### [Texte]

════════

Car l’ordre international est un ordre au second degré. Il n’est possible qu’entre des Etats plus ou moins sûrs d’eux-mêmes et de leur existence. Ce n’est pas le cas des protagonistes du conflit. Le mur de protection de 650 km entre Israël et la Cisjordanie donne le sentiment que l’Etat hébreux a perdu cette invincible sûreté de lui-même qui lui a permis de défier victorieusement ses grands voisins. La population juive connaît aussi, par rapport aux populations arabes, un déficit démographique qui, s’il se prolonge, pourrait lui être fatal. Enfin, le système politique israélien divise les forces vives du pays au-delà du raisonnable, même pour un démocrate convaincu. Néanmoins, la nostalgie récurrente du «grand Israël» ne rend pas absurde d’imaginer, parallèlement à cette faiblesse, et peut-être pour la compenser, une nouvelle poussée conquérante.

════════

### [Données]
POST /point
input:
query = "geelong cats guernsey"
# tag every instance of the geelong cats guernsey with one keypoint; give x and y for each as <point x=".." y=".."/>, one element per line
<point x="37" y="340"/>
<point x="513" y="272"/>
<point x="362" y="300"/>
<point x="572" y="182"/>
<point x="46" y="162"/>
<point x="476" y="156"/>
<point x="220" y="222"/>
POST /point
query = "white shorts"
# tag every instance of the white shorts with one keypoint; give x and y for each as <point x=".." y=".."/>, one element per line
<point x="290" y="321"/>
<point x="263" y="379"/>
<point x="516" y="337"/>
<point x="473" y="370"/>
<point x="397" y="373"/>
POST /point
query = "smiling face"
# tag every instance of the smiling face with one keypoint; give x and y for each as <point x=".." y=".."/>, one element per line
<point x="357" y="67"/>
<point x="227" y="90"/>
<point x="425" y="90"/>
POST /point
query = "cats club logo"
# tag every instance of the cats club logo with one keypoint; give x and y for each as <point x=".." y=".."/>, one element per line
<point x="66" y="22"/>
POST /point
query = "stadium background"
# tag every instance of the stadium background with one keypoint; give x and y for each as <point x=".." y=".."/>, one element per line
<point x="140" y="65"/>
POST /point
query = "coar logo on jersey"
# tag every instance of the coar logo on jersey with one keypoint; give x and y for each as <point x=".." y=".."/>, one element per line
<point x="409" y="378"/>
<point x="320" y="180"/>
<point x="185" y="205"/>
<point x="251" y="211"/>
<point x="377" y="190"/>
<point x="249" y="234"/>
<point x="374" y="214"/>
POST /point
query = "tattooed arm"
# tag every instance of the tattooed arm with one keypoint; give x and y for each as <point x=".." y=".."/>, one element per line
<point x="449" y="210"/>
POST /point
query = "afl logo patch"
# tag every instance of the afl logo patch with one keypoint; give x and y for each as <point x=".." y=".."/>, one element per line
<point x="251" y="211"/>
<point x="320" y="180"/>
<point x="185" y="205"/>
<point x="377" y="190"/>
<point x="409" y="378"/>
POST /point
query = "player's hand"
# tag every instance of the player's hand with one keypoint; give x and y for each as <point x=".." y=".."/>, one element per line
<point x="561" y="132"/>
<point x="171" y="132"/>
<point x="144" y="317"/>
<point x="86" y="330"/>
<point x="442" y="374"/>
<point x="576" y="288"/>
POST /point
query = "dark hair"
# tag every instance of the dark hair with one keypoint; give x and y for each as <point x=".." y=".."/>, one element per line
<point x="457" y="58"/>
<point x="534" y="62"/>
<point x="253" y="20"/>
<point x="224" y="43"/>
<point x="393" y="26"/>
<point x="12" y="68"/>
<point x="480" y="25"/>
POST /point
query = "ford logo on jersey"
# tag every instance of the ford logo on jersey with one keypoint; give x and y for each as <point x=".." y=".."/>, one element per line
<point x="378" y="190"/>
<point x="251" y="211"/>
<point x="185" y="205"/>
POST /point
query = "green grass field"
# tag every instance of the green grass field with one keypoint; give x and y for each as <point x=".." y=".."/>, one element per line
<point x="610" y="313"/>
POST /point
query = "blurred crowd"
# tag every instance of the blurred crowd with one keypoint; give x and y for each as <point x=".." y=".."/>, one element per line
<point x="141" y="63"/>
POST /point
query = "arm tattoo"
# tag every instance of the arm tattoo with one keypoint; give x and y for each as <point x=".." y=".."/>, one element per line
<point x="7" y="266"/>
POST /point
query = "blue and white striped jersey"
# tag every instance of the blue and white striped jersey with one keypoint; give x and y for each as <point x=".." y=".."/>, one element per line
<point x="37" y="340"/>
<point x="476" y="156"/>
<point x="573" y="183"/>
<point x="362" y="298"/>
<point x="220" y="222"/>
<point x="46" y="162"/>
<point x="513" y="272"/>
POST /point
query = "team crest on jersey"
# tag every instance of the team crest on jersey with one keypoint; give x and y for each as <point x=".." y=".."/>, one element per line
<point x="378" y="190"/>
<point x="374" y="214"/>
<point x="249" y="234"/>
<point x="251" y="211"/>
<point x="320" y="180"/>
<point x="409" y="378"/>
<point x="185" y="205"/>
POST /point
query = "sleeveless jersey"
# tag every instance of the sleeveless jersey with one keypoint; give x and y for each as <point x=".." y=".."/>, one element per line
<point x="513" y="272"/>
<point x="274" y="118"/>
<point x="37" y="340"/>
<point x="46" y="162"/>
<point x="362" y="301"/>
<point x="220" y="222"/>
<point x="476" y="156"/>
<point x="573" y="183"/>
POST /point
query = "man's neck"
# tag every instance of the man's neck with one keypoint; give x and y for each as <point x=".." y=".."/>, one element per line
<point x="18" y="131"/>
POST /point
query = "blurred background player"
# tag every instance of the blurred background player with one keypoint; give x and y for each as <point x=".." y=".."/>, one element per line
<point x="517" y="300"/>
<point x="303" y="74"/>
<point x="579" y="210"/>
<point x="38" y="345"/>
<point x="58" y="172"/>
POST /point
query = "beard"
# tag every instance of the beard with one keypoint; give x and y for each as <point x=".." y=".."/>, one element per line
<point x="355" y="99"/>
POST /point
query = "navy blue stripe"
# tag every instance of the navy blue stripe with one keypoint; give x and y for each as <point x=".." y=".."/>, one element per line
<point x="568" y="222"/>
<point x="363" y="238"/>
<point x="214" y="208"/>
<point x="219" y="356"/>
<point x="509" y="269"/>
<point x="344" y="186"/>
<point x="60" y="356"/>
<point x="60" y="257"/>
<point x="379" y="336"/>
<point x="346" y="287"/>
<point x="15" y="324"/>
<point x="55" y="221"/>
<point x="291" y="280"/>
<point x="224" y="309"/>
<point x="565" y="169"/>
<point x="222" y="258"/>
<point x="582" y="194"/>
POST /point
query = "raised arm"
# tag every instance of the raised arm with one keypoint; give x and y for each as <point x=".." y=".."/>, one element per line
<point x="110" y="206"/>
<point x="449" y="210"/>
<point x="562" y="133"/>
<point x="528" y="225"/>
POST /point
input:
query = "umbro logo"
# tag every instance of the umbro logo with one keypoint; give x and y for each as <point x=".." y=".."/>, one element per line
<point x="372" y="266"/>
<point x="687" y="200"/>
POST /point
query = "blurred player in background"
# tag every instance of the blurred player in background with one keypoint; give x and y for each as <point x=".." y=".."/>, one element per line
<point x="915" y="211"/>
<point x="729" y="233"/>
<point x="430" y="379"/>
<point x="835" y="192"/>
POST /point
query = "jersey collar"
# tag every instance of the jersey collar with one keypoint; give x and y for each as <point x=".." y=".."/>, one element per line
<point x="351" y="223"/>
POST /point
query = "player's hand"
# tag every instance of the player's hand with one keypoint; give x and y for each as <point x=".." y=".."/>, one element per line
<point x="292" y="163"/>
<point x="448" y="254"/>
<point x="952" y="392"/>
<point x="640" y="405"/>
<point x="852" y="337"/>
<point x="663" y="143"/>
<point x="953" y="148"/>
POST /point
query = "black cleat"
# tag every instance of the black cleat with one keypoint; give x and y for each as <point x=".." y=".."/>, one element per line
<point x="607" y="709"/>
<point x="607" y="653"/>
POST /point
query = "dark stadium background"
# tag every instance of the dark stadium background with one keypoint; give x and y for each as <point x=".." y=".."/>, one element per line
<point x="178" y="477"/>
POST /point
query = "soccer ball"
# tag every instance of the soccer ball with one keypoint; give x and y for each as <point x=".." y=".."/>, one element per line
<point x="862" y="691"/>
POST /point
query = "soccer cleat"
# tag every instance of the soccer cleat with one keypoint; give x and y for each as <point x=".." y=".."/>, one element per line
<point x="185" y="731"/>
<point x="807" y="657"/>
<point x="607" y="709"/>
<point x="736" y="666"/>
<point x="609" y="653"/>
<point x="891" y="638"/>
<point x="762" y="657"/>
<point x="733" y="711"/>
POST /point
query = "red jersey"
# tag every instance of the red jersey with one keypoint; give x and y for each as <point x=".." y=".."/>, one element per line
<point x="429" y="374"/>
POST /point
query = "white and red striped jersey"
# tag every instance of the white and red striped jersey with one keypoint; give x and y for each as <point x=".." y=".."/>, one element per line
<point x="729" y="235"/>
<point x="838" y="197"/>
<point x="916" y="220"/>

════════

### [Exercices à réaliser]
1. D'après le texte ci-dessus, quelle longueur atteint le mur de protection entre Israël et la Cisjordanie ?
2. Reproduisez fidèlement le passage du texte ci-dessus qui s'ouvre sur les mots « Car l’ordre international » et s'achève sur « nouvelle poussée conquérante. ».
Les enregistrements présentés ci-dessus proviennent d'une autre source.

### [Corrigés détaillés]
1. Il mesure 650 km.

2.
Car l’ordre international est un ordre au second degré. Il n’est possible qu’entre des Etats plus ou moins sûrs d’eux-mêmes et de leur existence. Ce n’est pas le cas des protagonistes du conflit. Le mur de protection de 650 km entre Israël et la Cisjordanie donne le sentiment que l’Etat hébreux a perdu cette invincible sûreté de lui-même qui lui a permis de défier victorieusement ses grands voisins. La population juive connaît aussi, par rapport aux populations arabes, un déficit démographique qui, s’il se prolonge, pourrait lui être fatal. Enfin, le système politique israélien divise les forces vives du pays au-delà du raisonnable, même pour un démocrate convaincu. Néanmoins, la nostalgie récurrente du «grand Israël» ne rend pas absurde d’imaginer, parallèlement à cette faiblesse, et peut-être pour la compenser, une nouvelle poussée conquérante.